STATED GOAL:
Add 48 to every pixel coordinate in the answers across all the rows below, and write out all the lines again, requests included. Leave the pictures out.

Start of DATA PROVIDED

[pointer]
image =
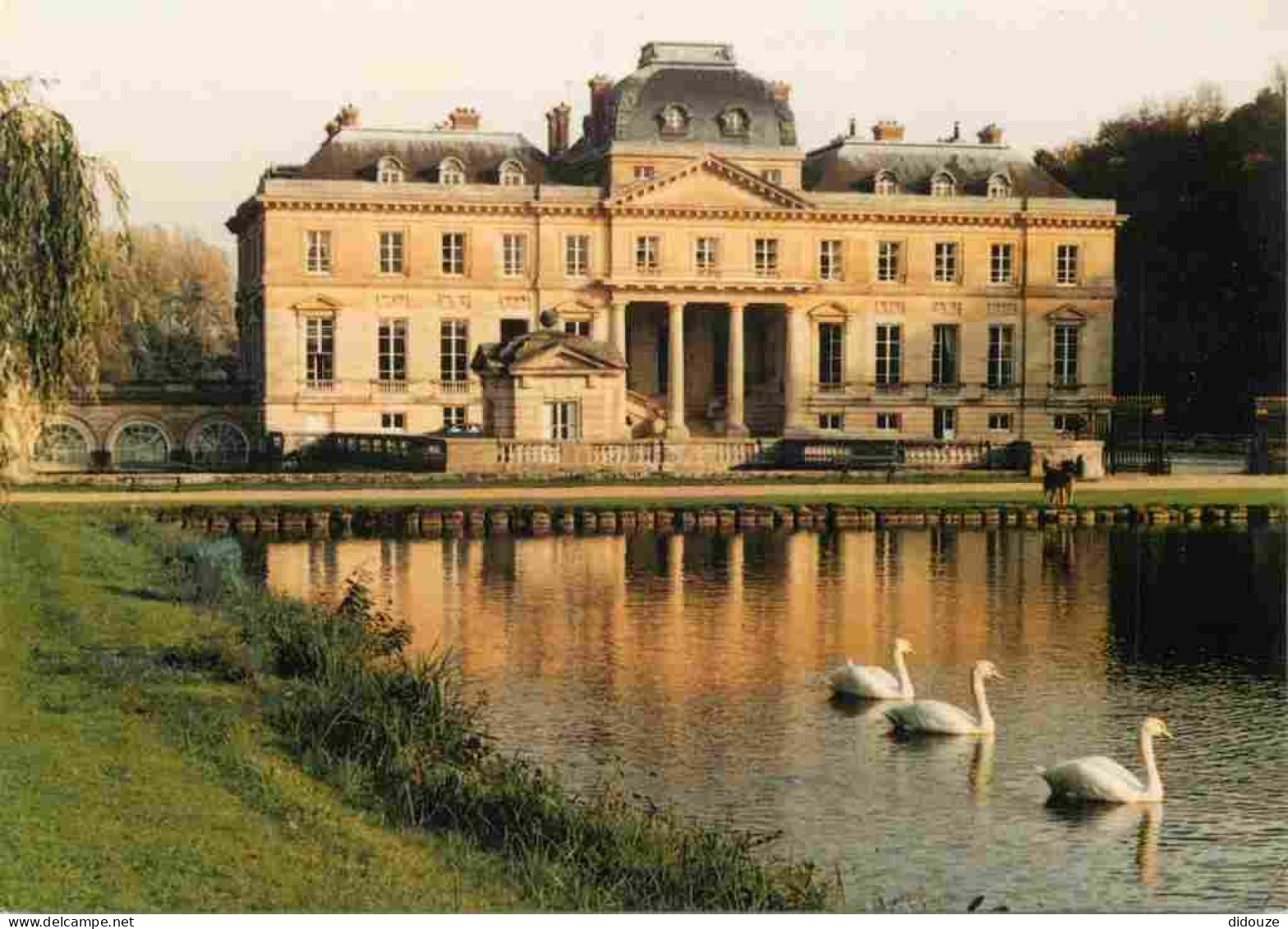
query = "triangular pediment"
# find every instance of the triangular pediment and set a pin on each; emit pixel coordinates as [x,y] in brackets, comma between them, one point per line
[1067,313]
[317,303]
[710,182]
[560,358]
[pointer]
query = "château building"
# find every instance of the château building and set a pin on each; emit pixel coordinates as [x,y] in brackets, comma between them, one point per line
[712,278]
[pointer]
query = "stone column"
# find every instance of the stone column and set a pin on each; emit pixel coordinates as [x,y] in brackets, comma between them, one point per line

End of DATA PROVIDED

WRITTEN ANSWER:
[pointer]
image =
query = "triangular pediment"
# find every instance of the triangular pediment and set a pin on each; emit pixel coordinates as [x,y] in brackets, comma between them, one point per line
[1115,361]
[365,351]
[758,230]
[608,406]
[pointer]
query = "château building"
# find every instance of the château building and set a pin on each; emit pixel coordinates as [x,y] in brackets, comma between them, one point per line
[760,326]
[pointer]
query = "stone column"
# find every instance of the stone column and set a pin on each; emit pixel coordinates as [x,y] in brackets, comma between them, one point per line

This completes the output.